Excerpt to read >>
━━━━━━━━━━━━━━━━━━━━━━━━━━━━━━

Butterbur (petasites hybridus) has been flowering for a couple of weeks now in more open habitats but is only just coming into flower in darker places.
The flowers will soon be replaced by the massive, rhubarb-like leaves that the plant is probably best known for, so enjoy the flowers while you can.
Like coltsfoot and other earlier-flowering species, butterbur produces its flowers before the rest of the plant starts to grow.
The flower spikes emerge toadstool like from the ground, bright red through to maroon, bringing some welcome colour to otherwise dark and bare ground on a March day.
Turning pink as the pretty flower heads spread out from the spike, they provide a source of nectar for early-flying insects.
Swedish bee keepers were known to plant it close to their hives for this reason.
Butterbur is dioecious, meaning that the male flowers are on different plants to the female flowers.
Once the flowers start to go-over, the leaves start to emerge which get bigger and
bigger and bigger and by late spring they can measure two to three foot across on stems
that are two feet high.
It is these enormous heart-shaped leaves from which the plant gets its other common
names – bog rhubarb because the large leaves on long, thick stems, resembles the
rhubarb we have growing in our gardens and Devil’s Hat – because the leaves look like
large hats. The name butterbur or butterdock also comes from the leaves which were used in olden times to wrap butter.
Butterbur has been used through the centuries for medicinal purposes. John Gerard, in Herbal of 1597, wrote of the plant:
‘The roots dried and beaten to powder and drunke in wine is a soveraigne medicine against the plague and pestilent fevers, because it provoketh sweat and driveth from the heart all venim and evill heate; it killeth worms. The powder of the roots cureth all naughty filthy ulcers, if it be strewed therein.’
Local plantsman William Turner also wrote of butterbur in his New Herball – where, in Northumberland he remarked that it was called edlin and that he found it in places that remained damp all summer.

━━━━━━━━━━━━━━━━━━━━━━━━━━━━━━

Tasks to perform >>
(A) According to the text on butterbur, why did Swedish beekeepers plant butterbur close to their hives? Answer in one to three sentences.
(B) Write out the part of the text on butterbur between "Butterbur is dioecious, meaning" and "two feet high.", inclusive.

Stored data entries:
━━━━━━━━━━━━━━━━━━━━━━━━━━━━━━

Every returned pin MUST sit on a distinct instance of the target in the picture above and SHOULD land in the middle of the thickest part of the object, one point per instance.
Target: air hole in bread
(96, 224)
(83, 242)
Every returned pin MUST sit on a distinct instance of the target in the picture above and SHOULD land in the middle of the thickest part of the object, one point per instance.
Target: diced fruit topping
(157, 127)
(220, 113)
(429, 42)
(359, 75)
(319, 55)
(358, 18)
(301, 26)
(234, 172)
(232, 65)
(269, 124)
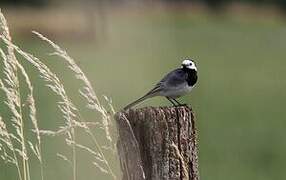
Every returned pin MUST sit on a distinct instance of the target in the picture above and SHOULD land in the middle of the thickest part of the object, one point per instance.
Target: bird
(175, 84)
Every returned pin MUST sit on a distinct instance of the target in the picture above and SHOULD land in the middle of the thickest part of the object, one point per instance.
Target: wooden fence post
(158, 143)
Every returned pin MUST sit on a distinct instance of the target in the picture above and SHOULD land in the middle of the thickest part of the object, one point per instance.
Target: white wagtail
(175, 84)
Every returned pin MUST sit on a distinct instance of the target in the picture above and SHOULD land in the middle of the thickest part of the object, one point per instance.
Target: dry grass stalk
(72, 116)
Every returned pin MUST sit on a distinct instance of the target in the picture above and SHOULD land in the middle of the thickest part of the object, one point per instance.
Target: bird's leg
(171, 101)
(179, 102)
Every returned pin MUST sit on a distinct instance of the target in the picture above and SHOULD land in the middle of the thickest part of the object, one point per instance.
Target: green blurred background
(125, 47)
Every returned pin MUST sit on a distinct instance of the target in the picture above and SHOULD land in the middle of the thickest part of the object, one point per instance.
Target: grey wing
(174, 79)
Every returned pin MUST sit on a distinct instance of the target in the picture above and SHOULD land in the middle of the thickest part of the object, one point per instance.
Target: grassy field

━━━━━━━━━━━━━━━━━━━━━━━━━━━━━━

Activity answers >>
(A) Swedish beekeepers planted butterbur close to their hives because its flowers provide a source of nectar for early-flying insects. The plant flowers early, before the rest of it starts to grow, so it offers nectar on March days when the ground is otherwise dark and bare.

(B)
Butterbur is dioecious, meaning that the male flowers are on different plants to the female flowers.
Once the flowers start to go-over, the leaves start to emerge which get bigger and
bigger and bigger and by late spring they can measure two to three foot across on stems
that are two feet high.